Request: All of the data should be repeated exactly; pictures are not part of the copy.

[Position identification records]

+ + +

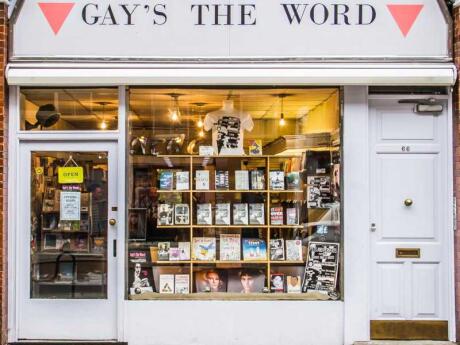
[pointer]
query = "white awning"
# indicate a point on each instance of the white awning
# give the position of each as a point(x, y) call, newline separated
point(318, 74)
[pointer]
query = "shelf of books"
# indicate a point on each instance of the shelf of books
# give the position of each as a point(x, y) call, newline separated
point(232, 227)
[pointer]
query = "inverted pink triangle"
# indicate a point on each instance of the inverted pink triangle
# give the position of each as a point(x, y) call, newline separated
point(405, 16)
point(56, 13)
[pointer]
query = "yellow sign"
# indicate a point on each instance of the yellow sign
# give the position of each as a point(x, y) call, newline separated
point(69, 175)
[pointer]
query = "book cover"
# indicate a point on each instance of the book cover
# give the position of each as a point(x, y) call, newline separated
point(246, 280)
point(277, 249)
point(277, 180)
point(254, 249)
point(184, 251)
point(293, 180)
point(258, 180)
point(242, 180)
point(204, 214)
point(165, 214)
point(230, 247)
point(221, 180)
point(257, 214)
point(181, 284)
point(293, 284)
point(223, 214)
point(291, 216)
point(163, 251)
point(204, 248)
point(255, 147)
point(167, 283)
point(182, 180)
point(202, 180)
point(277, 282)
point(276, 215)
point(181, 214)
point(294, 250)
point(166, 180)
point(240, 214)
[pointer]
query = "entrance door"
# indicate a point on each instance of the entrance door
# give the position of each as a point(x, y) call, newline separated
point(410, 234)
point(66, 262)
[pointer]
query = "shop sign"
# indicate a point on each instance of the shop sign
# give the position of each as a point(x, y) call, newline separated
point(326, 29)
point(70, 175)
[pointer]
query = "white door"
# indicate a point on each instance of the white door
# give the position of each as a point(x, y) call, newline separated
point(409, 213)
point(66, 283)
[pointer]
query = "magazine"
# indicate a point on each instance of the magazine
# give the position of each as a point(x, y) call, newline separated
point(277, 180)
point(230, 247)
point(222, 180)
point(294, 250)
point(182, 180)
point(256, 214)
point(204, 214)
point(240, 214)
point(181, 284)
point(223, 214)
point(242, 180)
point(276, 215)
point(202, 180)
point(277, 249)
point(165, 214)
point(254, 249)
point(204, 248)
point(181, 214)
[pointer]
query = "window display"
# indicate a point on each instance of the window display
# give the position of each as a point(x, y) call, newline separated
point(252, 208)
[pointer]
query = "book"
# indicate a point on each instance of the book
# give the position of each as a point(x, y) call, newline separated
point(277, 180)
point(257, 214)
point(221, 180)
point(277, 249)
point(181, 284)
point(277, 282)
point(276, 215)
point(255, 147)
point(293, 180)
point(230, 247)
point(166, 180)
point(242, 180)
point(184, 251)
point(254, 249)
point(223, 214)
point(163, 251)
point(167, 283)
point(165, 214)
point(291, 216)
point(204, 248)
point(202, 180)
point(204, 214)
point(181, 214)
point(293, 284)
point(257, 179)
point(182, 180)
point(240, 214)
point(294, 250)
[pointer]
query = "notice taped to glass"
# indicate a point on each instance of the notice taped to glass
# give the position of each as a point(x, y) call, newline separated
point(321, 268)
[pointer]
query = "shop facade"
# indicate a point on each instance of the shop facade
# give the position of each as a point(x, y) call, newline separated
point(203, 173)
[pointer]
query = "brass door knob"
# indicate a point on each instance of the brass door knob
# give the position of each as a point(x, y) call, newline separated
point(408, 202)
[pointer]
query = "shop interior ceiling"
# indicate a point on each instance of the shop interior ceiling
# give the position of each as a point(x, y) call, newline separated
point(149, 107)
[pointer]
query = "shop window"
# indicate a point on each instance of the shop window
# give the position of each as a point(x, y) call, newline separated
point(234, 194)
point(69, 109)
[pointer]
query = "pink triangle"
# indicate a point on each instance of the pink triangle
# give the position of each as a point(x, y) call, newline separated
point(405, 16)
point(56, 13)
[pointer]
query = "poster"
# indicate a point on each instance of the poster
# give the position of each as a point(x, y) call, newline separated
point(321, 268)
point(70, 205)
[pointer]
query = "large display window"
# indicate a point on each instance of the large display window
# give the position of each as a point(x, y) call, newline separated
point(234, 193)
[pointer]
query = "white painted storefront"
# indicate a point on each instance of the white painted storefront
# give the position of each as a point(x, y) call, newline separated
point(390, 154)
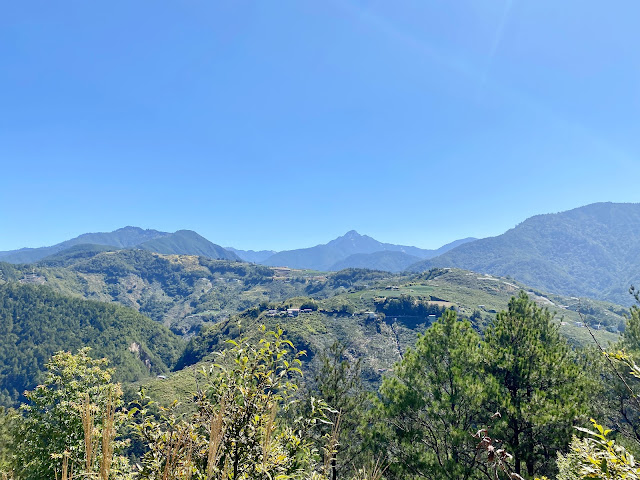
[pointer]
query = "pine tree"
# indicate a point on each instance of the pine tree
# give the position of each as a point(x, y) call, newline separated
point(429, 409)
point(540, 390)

+ + +

Task output:
[pointer]
query = "white awning"
# indicate a point on each instance of the white awning
# give the position of each as a point(x, y) call, newline separated
point(318, 74)
[pointer]
query = "shelf of books"
# indicate a point on each instance of the shelf of books
# give the position of each as a point(x, y) call, newline separated
point(232, 227)
[pointer]
query = "inverted pink triangle"
# indicate a point on each instance of the inverted pink triangle
# give the position of each as a point(x, y) call, newline separated
point(405, 16)
point(56, 13)
[pointer]
query = "yellow sign"
# indicate a point on each instance of the yellow sign
# give the position of each as a point(x, y) call, newline separated
point(69, 175)
[pointer]
query = "book cover"
# indicate a point on each instance of the book cover
# give the position of each as a point(x, y) call, newline separated
point(246, 280)
point(277, 249)
point(277, 180)
point(254, 249)
point(184, 251)
point(293, 180)
point(258, 180)
point(242, 180)
point(204, 214)
point(165, 214)
point(230, 247)
point(221, 180)
point(257, 214)
point(181, 284)
point(293, 284)
point(223, 214)
point(291, 216)
point(163, 251)
point(204, 248)
point(255, 147)
point(167, 283)
point(182, 180)
point(202, 180)
point(277, 282)
point(276, 215)
point(181, 214)
point(294, 250)
point(166, 180)
point(240, 214)
[pointer]
query = "entrance door"
# indicate a point on each instance of the entrance door
# give the position of each as a point(x, y) call, newline separated
point(410, 234)
point(66, 262)
[pointer]
query = "shop sign"
# indicate a point on each instance of the shop sign
# give the position of each as a point(x, y) call, newline separated
point(326, 29)
point(70, 175)
[pointer]
query = "white door"
# indicate a point on each instance of the white door
# give the position of each as a point(x, y) call, newline separated
point(409, 213)
point(66, 283)
[pointer]
query = "magazine"
# indicate a point on each instance of the magazine
# give the position of each as a point(x, y) call, newline separated
point(277, 180)
point(230, 247)
point(222, 180)
point(294, 250)
point(182, 180)
point(256, 214)
point(204, 214)
point(240, 214)
point(181, 284)
point(223, 214)
point(242, 180)
point(276, 215)
point(202, 180)
point(277, 249)
point(165, 214)
point(254, 249)
point(204, 248)
point(181, 214)
[pointer]
query = "window display"
# indicate a point on each instance of the window display
# give the position of each as a point(x, y) call, newline separated
point(252, 208)
[pointer]
query = "book"
# indicate a point on each instance of the book
# give the position of each as a point(x, y) call, newline separated
point(277, 180)
point(257, 214)
point(221, 180)
point(277, 249)
point(181, 284)
point(277, 282)
point(276, 215)
point(255, 147)
point(293, 180)
point(230, 247)
point(166, 180)
point(242, 180)
point(184, 251)
point(254, 249)
point(223, 214)
point(163, 251)
point(167, 283)
point(165, 214)
point(291, 216)
point(204, 248)
point(202, 180)
point(204, 214)
point(181, 214)
point(293, 284)
point(257, 179)
point(182, 180)
point(240, 214)
point(294, 250)
[pointer]
query = "notice taped to glass"
# indicate a point on each instance of the notice taped to glass
# give the position of each as a point(x, y) call, newline separated
point(321, 268)
[pointer]
query = "shop facade"
# indicate a point on each instance of the shop facade
# give the position of each as a point(x, y) call, newline separated
point(203, 173)
[pointer]
query = "brass door knob"
# indicate a point on each instance of the brass door knob
# give the position of each as a point(x, y) call, newline separated
point(408, 202)
[pointer]
query = "shop interior ceiling"
# indicate a point on each instance of the shop interior ceiling
# give the position of each as a point(x, y) call, newline separated
point(149, 107)
[pointer]
query = "shop window"
# indicate a point on each instance of the shop window
# give the position of each as a point(x, y) call, newline separated
point(234, 194)
point(69, 109)
[pointer]
query = "pink triangle"
# indicate a point on each instance of the pink triangle
# give the position of each as a point(x, y) call, newline separated
point(405, 16)
point(56, 13)
[pointer]
query = "poster"
# indicate a point on each instance of the poster
# give the position of each as a point(x, y) call, newline separated
point(321, 268)
point(70, 205)
[pointer]
query = "large display window"
# indicate a point on each instance of the large display window
# give the position of each as a point(x, y) call, newline separated
point(234, 193)
[pointer]
query = "white painted storefront"
# indicate a point on each instance of the white painted storefront
# give the position of each as a point(x, y) call, newline separated
point(390, 154)
[pointer]
query = "pine tree"
# indicate a point on each instance of the pine tree
# give the position of each as a point(x, y) call, newline separated
point(429, 409)
point(540, 390)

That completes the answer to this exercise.